### Dataset entries
——————————

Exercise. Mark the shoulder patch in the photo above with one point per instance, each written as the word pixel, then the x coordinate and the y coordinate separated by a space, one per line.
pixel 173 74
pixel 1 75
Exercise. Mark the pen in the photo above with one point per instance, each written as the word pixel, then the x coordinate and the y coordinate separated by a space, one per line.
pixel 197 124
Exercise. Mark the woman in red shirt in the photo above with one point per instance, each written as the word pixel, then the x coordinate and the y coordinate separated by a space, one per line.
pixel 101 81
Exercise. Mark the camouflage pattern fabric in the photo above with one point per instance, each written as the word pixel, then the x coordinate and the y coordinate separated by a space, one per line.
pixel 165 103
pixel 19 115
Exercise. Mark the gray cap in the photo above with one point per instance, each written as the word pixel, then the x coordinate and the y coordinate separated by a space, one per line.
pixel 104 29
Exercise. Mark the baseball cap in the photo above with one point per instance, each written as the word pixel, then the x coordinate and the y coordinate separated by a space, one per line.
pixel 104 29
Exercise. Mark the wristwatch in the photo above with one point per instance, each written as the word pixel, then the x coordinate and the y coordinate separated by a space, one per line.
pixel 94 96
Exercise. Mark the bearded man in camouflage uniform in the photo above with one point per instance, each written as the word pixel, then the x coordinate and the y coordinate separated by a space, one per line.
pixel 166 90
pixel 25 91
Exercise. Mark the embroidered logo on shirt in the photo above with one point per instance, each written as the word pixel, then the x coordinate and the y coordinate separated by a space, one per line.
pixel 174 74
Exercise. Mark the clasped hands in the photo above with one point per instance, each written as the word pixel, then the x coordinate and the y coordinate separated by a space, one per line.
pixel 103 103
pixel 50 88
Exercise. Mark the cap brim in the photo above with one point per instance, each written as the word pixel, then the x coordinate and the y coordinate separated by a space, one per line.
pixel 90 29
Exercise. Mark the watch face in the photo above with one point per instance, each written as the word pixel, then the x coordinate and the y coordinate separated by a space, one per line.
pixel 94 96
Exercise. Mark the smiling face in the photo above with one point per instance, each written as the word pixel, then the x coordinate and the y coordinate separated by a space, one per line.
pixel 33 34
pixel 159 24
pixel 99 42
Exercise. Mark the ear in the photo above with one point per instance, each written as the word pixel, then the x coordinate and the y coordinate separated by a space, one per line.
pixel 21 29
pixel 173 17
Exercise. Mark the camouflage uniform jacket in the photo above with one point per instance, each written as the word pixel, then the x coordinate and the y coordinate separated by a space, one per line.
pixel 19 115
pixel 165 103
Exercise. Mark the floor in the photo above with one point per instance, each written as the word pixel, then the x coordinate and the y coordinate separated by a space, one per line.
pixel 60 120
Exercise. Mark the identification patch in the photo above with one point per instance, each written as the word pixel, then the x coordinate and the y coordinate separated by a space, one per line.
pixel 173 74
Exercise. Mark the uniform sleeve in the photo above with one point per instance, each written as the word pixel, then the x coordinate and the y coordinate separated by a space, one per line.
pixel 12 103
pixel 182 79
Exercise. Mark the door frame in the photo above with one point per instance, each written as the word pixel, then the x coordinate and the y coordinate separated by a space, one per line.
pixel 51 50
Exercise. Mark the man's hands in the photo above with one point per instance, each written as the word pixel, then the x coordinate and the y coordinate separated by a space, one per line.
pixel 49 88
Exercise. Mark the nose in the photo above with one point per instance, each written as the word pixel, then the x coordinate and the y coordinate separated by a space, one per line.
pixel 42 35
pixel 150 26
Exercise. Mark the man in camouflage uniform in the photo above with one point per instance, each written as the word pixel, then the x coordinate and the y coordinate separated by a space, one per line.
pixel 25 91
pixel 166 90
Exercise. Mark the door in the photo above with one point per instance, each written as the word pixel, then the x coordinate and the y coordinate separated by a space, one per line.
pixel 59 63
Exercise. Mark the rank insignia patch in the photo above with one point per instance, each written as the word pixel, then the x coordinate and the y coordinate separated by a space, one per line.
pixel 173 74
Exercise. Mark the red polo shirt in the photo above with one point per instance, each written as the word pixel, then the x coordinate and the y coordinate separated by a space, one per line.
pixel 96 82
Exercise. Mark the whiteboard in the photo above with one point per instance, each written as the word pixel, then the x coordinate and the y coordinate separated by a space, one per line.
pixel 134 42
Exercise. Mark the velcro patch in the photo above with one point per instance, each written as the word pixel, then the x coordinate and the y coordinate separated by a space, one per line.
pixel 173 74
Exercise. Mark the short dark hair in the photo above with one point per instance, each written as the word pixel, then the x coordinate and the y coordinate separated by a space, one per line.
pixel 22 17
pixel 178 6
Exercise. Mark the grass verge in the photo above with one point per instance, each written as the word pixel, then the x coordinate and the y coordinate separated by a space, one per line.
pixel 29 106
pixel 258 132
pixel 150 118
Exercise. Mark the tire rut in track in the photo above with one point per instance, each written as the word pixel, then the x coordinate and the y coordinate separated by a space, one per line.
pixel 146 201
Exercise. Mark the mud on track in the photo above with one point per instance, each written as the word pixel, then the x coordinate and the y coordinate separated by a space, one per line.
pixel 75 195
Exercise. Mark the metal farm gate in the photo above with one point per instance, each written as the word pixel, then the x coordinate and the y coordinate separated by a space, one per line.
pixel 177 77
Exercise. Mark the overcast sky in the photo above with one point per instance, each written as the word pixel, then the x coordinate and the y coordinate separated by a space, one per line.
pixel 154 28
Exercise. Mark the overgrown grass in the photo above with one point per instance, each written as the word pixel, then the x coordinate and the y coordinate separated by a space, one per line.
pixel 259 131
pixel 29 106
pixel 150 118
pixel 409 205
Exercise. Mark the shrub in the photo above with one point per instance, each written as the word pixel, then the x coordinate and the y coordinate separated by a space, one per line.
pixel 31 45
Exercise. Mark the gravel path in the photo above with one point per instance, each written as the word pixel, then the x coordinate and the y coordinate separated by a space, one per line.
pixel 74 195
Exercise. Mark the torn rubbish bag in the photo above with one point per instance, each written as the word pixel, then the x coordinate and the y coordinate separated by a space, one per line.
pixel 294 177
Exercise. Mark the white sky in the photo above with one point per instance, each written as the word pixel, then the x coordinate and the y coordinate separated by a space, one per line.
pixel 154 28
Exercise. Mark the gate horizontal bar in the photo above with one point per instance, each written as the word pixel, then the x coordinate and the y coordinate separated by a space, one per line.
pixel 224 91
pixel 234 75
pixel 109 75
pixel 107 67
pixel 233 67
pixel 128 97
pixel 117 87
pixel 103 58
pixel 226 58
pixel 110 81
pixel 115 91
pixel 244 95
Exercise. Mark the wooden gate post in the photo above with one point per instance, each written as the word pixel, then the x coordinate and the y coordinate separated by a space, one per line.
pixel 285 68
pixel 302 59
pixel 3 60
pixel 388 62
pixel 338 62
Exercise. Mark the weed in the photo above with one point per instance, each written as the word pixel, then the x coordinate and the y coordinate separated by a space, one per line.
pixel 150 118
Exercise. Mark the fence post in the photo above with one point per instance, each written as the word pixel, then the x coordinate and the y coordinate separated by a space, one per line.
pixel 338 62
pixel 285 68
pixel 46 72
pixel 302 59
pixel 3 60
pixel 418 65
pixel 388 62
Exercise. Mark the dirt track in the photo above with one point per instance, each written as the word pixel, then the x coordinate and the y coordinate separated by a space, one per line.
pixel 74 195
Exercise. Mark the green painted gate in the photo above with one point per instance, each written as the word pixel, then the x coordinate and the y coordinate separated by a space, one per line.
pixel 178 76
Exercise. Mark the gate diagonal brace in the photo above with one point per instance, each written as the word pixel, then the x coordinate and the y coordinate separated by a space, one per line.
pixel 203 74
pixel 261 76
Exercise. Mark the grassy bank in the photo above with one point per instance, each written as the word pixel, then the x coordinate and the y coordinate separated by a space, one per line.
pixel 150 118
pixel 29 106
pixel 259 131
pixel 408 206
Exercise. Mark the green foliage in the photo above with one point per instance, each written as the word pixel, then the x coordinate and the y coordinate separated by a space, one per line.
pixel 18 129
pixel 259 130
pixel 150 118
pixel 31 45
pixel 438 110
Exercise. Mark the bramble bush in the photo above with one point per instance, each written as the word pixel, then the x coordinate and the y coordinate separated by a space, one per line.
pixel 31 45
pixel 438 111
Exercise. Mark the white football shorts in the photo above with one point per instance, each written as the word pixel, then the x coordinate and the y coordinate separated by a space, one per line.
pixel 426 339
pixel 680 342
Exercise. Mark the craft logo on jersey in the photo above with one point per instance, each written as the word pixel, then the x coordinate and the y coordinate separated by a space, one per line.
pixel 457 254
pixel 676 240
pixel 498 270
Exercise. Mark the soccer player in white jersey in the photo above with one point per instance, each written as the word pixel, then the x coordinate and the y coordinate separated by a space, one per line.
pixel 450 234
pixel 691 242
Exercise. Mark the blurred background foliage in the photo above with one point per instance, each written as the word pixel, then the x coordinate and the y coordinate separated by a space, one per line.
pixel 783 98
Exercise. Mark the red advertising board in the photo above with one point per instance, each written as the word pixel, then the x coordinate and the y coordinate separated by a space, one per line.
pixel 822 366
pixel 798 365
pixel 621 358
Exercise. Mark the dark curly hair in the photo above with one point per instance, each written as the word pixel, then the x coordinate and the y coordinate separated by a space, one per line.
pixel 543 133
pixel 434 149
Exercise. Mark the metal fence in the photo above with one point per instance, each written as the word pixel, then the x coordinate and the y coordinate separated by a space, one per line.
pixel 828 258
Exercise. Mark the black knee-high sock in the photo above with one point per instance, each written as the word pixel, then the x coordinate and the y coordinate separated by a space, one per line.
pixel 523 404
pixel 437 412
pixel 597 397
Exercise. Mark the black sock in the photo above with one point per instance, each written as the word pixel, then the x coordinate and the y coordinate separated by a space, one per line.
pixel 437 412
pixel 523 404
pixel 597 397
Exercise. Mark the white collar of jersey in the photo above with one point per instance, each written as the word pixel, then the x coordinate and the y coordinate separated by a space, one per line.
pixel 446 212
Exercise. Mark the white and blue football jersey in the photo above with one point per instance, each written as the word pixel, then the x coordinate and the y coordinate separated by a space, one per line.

——————————

### Work item
Extract, exactly, the lines above that begin at the line containing "Exercise. Mark the metal fence" and end at the final line of the records; add no other text.

### Final answer
Exercise. Mark the metal fence in the photo above with one point per instance, each written as the word pixel, then the x coordinate and the y coordinate separated by a space, one per line.
pixel 828 258
Exercise. Mark the black knee-high sock in the photo above with one point per instance, each written as the word pixel, then the x coordinate and the y coordinate separated by a space, one per line.
pixel 523 404
pixel 437 412
pixel 597 397
Exercise. Mark the black sock in the photo above with one point per instance, each written as the word pixel, then the x coordinate and the y coordinate separated by a space, one per line.
pixel 437 412
pixel 523 404
pixel 597 397
Exercise. Mark the white collar of jersey in the photo above with one point per instance, each written as the word pixel, then the x coordinate and the y coordinate separated by a space, one per line.
pixel 446 212
Exercise. Mark the white and blue football jersey in the photo above with one point per instance, each written as the word pixel, then the x coordinate and the y coordinate separated by a space, one per line.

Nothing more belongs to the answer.